▸ SHORT EXERCISE
Take the data that follows and retype it word for word.

▸ DATA SHOWN

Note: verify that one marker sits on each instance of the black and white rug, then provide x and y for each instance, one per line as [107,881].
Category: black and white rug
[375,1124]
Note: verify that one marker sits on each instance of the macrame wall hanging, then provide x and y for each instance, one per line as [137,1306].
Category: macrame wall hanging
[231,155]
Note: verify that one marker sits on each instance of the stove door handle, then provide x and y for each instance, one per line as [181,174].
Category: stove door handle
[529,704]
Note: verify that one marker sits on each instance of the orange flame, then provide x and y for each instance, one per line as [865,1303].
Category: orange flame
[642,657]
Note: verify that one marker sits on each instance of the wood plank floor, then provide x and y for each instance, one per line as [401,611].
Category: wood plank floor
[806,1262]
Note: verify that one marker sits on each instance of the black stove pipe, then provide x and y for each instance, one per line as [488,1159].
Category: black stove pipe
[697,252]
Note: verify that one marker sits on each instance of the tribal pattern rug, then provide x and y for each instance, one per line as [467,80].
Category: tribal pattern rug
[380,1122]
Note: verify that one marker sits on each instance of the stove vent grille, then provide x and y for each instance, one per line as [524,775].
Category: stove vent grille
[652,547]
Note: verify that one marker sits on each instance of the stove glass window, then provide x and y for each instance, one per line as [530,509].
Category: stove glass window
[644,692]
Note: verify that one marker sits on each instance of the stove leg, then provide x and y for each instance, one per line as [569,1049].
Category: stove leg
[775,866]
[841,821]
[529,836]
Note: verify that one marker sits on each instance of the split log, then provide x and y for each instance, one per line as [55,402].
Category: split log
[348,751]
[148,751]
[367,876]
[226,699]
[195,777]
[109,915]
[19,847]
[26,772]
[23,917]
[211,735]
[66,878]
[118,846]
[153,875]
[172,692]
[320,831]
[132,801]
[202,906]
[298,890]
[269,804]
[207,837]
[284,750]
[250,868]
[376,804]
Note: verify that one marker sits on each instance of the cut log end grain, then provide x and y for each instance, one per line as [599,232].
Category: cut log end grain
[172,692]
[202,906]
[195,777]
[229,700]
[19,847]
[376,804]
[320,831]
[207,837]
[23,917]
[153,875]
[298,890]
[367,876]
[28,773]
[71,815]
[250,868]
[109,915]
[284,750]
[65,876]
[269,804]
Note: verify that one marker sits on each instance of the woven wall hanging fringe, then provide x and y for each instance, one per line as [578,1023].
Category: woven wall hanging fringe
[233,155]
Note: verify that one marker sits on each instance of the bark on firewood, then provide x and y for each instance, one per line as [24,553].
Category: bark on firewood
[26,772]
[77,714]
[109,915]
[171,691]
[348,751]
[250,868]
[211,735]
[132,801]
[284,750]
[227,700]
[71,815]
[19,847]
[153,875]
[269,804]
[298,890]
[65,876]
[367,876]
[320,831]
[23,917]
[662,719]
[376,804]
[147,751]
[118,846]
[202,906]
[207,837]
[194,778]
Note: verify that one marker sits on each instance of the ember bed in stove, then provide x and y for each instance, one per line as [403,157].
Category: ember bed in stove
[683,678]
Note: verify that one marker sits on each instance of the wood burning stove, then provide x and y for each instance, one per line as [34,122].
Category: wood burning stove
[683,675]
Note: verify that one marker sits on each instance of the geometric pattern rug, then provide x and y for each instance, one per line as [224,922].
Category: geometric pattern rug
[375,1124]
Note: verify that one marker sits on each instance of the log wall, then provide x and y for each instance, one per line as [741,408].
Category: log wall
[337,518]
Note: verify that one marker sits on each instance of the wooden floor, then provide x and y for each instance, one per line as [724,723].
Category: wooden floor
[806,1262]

▸ COMPLETED TASK
Note: verify that one marker sits on each instance of the black and white rug, then provide x and y for each instance, one per line as [107,881].
Category: black and white rug
[375,1124]
Note: verify that one marker sits on each instance of the macrame wall hanging, then provide x and y for each instance, one per line as [137,1306].
Category: macrame wall hanging
[231,155]
Note: verify that one marker sits on each instance of the stove door handle, then provide x and y for each instance, one per line as [181,174].
Category: stove door handle
[529,704]
Note: verify that one marker sits on each instance of the orange flame, then provide x and y for each instance, one per line as [865,1303].
Category: orange flame
[642,657]
Note: verify that one marker sits on each instance of the wood plank floor, then provide x and y for each instance, one per line as [401,611].
Category: wood plank floor
[806,1262]
Note: verify that one marker sits on each instance of the black stove pipe, then provide x and y for each instance, one per line as [488,1159].
Category: black stove pipe
[697,252]
Note: verify that one marker sits on each instance of the tribal pattern rug, then provide x and y for each instance, one per line as [467,80].
Category: tribal pattern rug
[380,1122]
Note: verify that one marker sits on each instance of the stove vent grille, then provide x and y for each instance, one per line as [524,775].
Category: stove vent grille
[652,547]
Note: verify that one marker sits on each instance of the stove glass window, then provide x and y for each instance, one per line as [530,509].
Category: stove glass window
[644,692]
Note: verify that one marker sits on each instance of the stove leg, then provide x and y for each instance, one per line as [569,1049].
Category: stove leg
[775,866]
[841,821]
[529,836]
Note: verify that one marker sits on each instance of the split log, then provide x and y for each instance, one per line as [55,402].
Category: split log
[348,751]
[148,751]
[367,876]
[226,699]
[195,777]
[109,915]
[19,847]
[26,772]
[23,917]
[211,735]
[66,878]
[118,846]
[153,875]
[172,692]
[320,831]
[132,801]
[202,906]
[298,890]
[269,804]
[207,837]
[284,750]
[250,868]
[376,804]
Note: verify that one marker sits on each instance of the cut log end grain, then provide x and y for each instance, one per line as [599,232].
Category: cut log end grain
[172,692]
[202,906]
[195,777]
[229,700]
[19,847]
[376,804]
[320,831]
[207,837]
[23,917]
[153,875]
[298,890]
[367,876]
[28,773]
[71,815]
[250,868]
[109,915]
[284,750]
[65,876]
[269,804]
Note: verify that one marker sits on each instance of the woven wall hanging fringe, then provide x and y for each instance, one per line as [578,1023].
Category: woven wall hanging fringe
[233,155]
Note: verify that one marker sits on each instance of the bark on firewood, then provide x and y for each instance, one per line as [24,553].
Category: bark on firewood
[26,772]
[77,714]
[109,915]
[171,691]
[348,751]
[250,868]
[211,735]
[132,801]
[284,750]
[227,700]
[71,815]
[19,847]
[153,875]
[269,804]
[298,890]
[65,876]
[367,876]
[320,831]
[23,917]
[662,719]
[376,804]
[147,751]
[118,846]
[202,906]
[207,837]
[194,778]
Note: verify that one marker sits on each instance of the ember bed in stove, then provide x and y for each instance, one per line as [403,157].
Category: ember bed in stove
[683,678]
Note: verify that one marker sits on each instance of the wood burning stove, then provide x and y for each instance, one per line as [34,122].
Category: wood burning stove
[683,675]
Note: verify that one marker sits on each instance of the geometric pattern rug, then provide x and y for each instance, one per line as [224,922].
Category: geometric pattern rug
[375,1124]
Note: verify that one marker sits on each instance of the log wall, then provide x and y for each instance, one per line as [741,408].
Category: log wall
[337,518]
Note: verify that one marker sits on each instance of the wooden floor, then provide x and y for each instance, one per line as [724,723].
Category: wooden floor
[806,1262]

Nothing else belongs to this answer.